Problem to work on -
Reproduce the material in full, exactly as written.

Exercise material -
□ □ □
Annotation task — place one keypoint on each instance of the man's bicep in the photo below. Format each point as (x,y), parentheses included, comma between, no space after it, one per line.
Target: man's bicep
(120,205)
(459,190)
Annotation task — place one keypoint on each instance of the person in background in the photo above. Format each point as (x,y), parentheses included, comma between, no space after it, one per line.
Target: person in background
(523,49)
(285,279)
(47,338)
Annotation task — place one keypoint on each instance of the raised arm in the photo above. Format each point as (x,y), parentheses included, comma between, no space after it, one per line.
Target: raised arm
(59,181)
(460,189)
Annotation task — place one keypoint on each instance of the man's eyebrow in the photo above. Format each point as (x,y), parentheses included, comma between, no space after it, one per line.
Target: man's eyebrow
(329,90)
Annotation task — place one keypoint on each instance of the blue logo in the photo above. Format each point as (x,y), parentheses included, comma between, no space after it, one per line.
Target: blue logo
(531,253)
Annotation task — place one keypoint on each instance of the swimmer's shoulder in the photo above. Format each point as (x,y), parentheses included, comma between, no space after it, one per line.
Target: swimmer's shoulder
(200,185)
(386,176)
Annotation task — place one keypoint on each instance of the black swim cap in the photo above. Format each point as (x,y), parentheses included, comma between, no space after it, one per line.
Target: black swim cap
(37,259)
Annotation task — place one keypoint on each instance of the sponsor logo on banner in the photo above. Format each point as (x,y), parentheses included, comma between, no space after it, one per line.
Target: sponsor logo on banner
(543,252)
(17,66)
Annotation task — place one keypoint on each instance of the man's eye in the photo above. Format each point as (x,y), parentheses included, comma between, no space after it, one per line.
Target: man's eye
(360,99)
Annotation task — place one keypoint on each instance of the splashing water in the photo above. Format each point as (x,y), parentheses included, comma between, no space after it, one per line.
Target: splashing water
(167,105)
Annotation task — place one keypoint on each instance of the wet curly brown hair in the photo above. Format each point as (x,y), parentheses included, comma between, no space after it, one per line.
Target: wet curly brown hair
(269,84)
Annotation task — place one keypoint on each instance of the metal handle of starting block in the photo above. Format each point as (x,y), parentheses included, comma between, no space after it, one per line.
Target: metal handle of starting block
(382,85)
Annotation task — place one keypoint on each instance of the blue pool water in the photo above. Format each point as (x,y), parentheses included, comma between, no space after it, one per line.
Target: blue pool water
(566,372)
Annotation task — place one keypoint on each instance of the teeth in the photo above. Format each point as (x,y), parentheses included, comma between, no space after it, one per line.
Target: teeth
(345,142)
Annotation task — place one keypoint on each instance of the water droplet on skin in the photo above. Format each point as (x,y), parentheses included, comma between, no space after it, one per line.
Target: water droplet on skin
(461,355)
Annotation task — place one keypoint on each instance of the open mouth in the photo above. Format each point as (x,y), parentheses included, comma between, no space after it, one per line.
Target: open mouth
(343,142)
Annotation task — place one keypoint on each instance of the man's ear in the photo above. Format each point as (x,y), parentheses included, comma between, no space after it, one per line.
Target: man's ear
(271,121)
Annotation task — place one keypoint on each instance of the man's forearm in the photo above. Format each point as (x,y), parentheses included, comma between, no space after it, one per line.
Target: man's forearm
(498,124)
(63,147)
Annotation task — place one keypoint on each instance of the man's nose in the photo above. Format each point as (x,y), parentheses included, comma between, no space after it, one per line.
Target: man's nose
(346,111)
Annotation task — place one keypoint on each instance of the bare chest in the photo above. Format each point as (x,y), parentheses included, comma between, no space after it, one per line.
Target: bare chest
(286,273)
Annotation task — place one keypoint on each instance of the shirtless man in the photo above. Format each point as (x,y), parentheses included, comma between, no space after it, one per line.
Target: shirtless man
□ □ □
Exercise output -
Annotation task — place one keypoint on each instance of the man's bicep in the photo below. Format each point as (x,y), parentheses included, comma between, no space after it, one per line.
Target: man's bicep
(120,205)
(459,190)
Annotation task — place one keypoint on each instance of the person in background in the photo above. Format each point as (x,y), parentheses included, comma between, no space after it, one per line.
Target: person in background
(523,49)
(285,279)
(47,338)
Annotation task — place one keypoint on each instance of the raised arm in the photo above. Format each point as (x,y), parentheses included, comma between, no space after it, one per line.
Target: raised arm
(59,181)
(460,189)
Annotation task — place one keypoint on each instance of the man's eyebrow in the photo above. Format each point as (x,y), parentheses included, comma between, no space after it, one per line.
Target: man's eyebrow
(329,90)
Annotation task — place one keypoint on each instance of the blue logo in the photo above. Format each point as (x,y), parentheses included, comma between, no space after it, one per line.
Target: blue logo
(531,253)
Annotation task — place one keypoint on each instance of the swimmer's shoulder in the photo above. Format each point as (x,y), parentheses included, comma between, no space after it, one per line.
Target: swimmer's shoulder
(200,185)
(386,176)
Annotation task — place one keypoint on each instance of the black swim cap in the photo above. Format each point as (x,y), parentheses included, comma between, no space after it, one per line.
Target: black swim cap
(37,259)
Annotation task — place one keypoint on each instance of the sponsor logo on banner in the photo above. Format each point as (x,y), parentheses included, comma between, no space after it, one per line.
Target: sponsor logo on banner
(543,252)
(17,66)
Annotation task — place one keypoint on each instance of the man's eye in the photo above. Format each point as (x,y), parentheses included, comma between, no space after it, one per line.
Target: man's eye
(360,99)
Annotation task — place one keypoint on each instance of the splashing water in the photo above. Format each point as (x,y), parentheses included, comma between, no space after it, one per line.
Target: splashing water
(167,105)
Annotation task — place one keypoint on each instance of the wet curly brown hair in the photo above. Format each point as (x,y), parentheses included, comma between, no space after it, one per line.
Target: wet curly brown hair
(269,84)
Annotation task — place one keypoint on each instance of the metal handle of starting block in the photo above. Format each point as (x,y), parentheses included, comma between, no space after it, one per line.
Target: metal handle of starting block
(382,85)
Annotation task — place one keypoint on each instance of the blue pool water in the photo above. Format each point as (x,y), parentheses included, comma between, no space after it, one per line.
Target: blue pool water
(566,372)
Annotation task — place one keypoint on each instance of the teeth in the photo above. Format each point as (x,y), parentheses included, comma between, no space after it, one per line.
Target: teeth
(345,142)
Annotation task — place one keypoint on each instance of the water droplet on skin in the photo above. Format each point as (x,y), parentheses included, comma between, no space after it, one per line.
Target: water droplet on skin
(461,355)
Annotation task — place one keypoint on each instance of the open mouth in the photo above. Format each point as (x,y), parentheses included, comma between, no space after it, one per line.
Target: open mouth
(343,142)
Annotation task — place one keypoint on each instance of the man's ear in the photo above. Format each point as (x,y), parentheses included, comma between, no space after it, one per line.
Target: man's ear
(271,121)
Annotation task — place one keypoint on each instance of the man's forearm in the photo above. Format each point as (x,y), parentheses included, comma between, no space after it, one per line.
Target: man's forearm
(498,124)
(63,147)
Annotation task — place one keypoint on each instance of the man's nose in the photo above. Format each point as (x,y), parentheses included, comma between, no space after it, one per line.
Target: man's nose
(346,111)
Annotation task — place one keypoint on each instance of the bare chest in the photo above. Format each point as (x,y), parentheses included, comma between, no space after it, one per line.
Target: bare chest
(286,273)
Annotation task — place one keypoint on each instance of the shirtless man in the photo above. Format each point as (x,y), parentheses included, comma between, no space after it, one per line.
Target: shirtless man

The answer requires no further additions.